**What to do:**
In your copy, each record should read exactly as it does below, and no pictures should be present.

**Provided entries:**
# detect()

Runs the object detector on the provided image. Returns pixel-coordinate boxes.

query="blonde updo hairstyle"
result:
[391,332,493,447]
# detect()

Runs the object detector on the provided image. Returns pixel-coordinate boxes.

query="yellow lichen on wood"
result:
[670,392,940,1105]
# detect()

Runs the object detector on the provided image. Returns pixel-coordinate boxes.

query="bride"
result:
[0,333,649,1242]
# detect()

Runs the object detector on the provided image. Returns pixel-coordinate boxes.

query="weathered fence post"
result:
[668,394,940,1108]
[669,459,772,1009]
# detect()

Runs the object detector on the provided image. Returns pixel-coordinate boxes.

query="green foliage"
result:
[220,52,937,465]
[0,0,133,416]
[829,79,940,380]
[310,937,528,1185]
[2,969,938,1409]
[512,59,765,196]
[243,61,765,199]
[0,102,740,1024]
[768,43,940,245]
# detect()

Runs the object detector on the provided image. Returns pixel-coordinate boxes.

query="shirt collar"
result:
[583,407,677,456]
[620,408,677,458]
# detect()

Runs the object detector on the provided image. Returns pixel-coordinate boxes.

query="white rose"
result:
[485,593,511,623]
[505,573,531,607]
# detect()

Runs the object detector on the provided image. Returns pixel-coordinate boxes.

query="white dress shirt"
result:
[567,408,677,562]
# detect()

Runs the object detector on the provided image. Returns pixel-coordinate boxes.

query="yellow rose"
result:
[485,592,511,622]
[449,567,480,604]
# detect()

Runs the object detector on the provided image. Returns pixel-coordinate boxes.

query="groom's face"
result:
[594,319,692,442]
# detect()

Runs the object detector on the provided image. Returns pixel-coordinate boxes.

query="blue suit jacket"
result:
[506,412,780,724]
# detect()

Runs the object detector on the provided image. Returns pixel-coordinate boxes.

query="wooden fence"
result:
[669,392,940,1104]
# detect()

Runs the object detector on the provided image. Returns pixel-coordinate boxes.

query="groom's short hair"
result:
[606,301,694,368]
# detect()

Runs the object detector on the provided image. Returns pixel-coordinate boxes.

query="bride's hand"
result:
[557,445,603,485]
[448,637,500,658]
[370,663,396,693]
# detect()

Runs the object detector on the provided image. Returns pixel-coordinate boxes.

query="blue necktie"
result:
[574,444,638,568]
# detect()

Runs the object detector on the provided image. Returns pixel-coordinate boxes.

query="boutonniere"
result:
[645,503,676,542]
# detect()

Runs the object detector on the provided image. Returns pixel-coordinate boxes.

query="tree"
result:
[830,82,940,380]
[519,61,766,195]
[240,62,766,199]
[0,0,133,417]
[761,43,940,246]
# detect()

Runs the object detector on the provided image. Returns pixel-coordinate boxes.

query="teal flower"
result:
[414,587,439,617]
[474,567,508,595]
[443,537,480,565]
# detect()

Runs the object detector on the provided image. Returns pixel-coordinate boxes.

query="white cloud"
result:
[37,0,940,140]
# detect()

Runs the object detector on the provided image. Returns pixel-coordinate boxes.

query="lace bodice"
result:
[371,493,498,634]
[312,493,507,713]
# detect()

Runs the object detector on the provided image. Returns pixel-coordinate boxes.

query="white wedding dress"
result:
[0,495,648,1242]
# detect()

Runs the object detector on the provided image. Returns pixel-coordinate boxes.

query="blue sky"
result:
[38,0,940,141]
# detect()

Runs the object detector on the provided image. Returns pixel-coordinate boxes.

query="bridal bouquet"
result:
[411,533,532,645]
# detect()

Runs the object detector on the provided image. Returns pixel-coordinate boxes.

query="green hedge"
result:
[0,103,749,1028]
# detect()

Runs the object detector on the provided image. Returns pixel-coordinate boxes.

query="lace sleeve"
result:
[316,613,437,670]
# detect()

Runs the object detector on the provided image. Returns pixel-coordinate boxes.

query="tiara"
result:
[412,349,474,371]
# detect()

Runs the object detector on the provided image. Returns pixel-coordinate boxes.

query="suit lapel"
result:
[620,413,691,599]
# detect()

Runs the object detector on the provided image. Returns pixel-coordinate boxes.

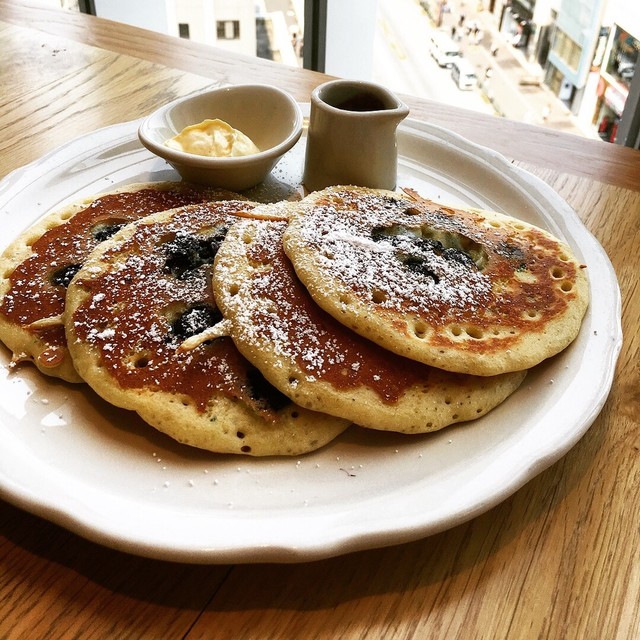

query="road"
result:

**Completed task:**
# detect()

Runs the object detector on the provided image. Returns pixel-coordinate boxes.

query="blonde updo hairstyle"
result:
[391,332,493,447]
# detect()

Runs the object detector on the provided image. Returns pixel-coordinate boxes.

query="yellow lichen on wood"
result:
[670,392,940,1105]
# detect()

Runs the object detector on the provided image. Returns pixel-coordinate boxes.

query="bride"
result:
[0,333,649,1242]
# detect()

Runs the object detector on the provided image. Returns pixel-coordinate boxes.

query="weathered fence post"
result:
[668,394,940,1108]
[669,459,772,1009]
# detect()

Runs the object detector on the provided image. Returns pixel-coordinate boxes.

query="green foliage"
result:
[220,52,937,465]
[0,0,133,416]
[829,79,940,380]
[310,937,528,1185]
[2,969,938,1409]
[512,59,765,196]
[243,61,765,199]
[0,102,740,1024]
[768,43,940,245]
# detect()

Runs the object detector on the provided image. Returns pixel-coordinate boxes.

query="shirt collar"
result:
[583,407,677,456]
[620,408,677,458]
# detect()

Runs the object detector on the provided image. Returns pixel-coordinate boxes.

query="white rose"
result:
[485,593,511,623]
[505,573,531,607]
# detect()

Runs the object detector on the provided image. Returns pixel-coordinate boxes.

query="white dress shirt"
result:
[567,408,677,562]
# detect()

Runs the object detector on the provided image. Returns pixel-coordinate boxes.

query="yellow rose"
result:
[485,592,511,622]
[449,567,480,604]
# detect()

Runs the object detector on the provided image. Returns pixel-coordinate boxes.

query="groom's face"
result:
[594,319,692,442]
# detect()

Runs the object detector on the provided image. Returns pixel-coordinate boxes.

query="blue suit jacket"
result:
[506,412,780,724]
# detect()

Runs the object detector on the provided image. Returns pixel-coordinate boxes.

query="wooden fence"
result:
[669,392,940,1104]
# detect()

Runs the object detector on the provided image. Returns pixel-coordinate boxes.

query="groom's short hair"
result:
[606,301,694,368]
# detect()

Runs the object detector on the provided image. Returns pixel-coordinate boxes.

query="bride's hand"
result:
[557,445,603,485]
[448,637,500,658]
[370,663,396,693]
# detect()

Runs the object detector on the provided image. Returns pixel-coordinate boxes.

query="blue necktie"
result:
[574,444,638,568]
# detect()

Runs the object detector on the provided image. Returns pixel-coordinate boxes.

query="boutonniere"
result:
[645,503,676,542]
# detect()

Runs the object detector on the provided image. Returns pixel-coordinate boxes.

query="tree"
result:
[830,82,940,380]
[519,61,766,195]
[240,62,766,199]
[0,0,133,417]
[761,43,940,246]
# detect()

Runs the object detector on the provided image. Returns pixel-coordinate boxes.

query="teal flower"
result:
[414,587,439,617]
[474,567,508,595]
[443,537,480,565]
# detect()

Runs the object detector on the provided image. Returns pixel-coordinate boxes.

query="white cloud"
result:
[37,0,940,140]
# detect()

Runs the object detector on the provided image. Returns pixel-coordinate boxes.

query="lace bodice"
result:
[371,493,498,634]
[312,493,507,713]
# detect()

Runs the object detector on the provided image. Returns pixel-coordinate boxes.

query="white wedding dress"
result:
[0,495,648,1242]
# detect()

Runs the object detector on the provided image. Returns pixel-coordinate boxes.

query="blue sky"
result:
[38,0,940,141]
# detect()

Runs the object detector on the provided image. Returns pixel-coordinate boxes.

query="bridal bouquet"
result:
[411,533,532,645]
# detect()

Runs the object detector on the provided image. Returns pixel-coordinate boxes.

query="green hedge"
result:
[0,103,749,1028]
# detect()

Runs the object detector on the provided image. Returns pixel-coordinate boxes.

query="lace sleeve"
result:
[316,613,437,670]
# detect()

Runs the object detector on the provided image. Returns pixel-coordinate boxes.

query="tiara"
result:
[412,349,474,371]
# detect()

Runs the object detector on the provided image. Returns pixel-coordinate boxes.

query="suit lapel"
result:
[620,413,691,599]
# detect()

Runs the object detector on the provided image. Returns pixel-coordinate boxes.


query="road"
result:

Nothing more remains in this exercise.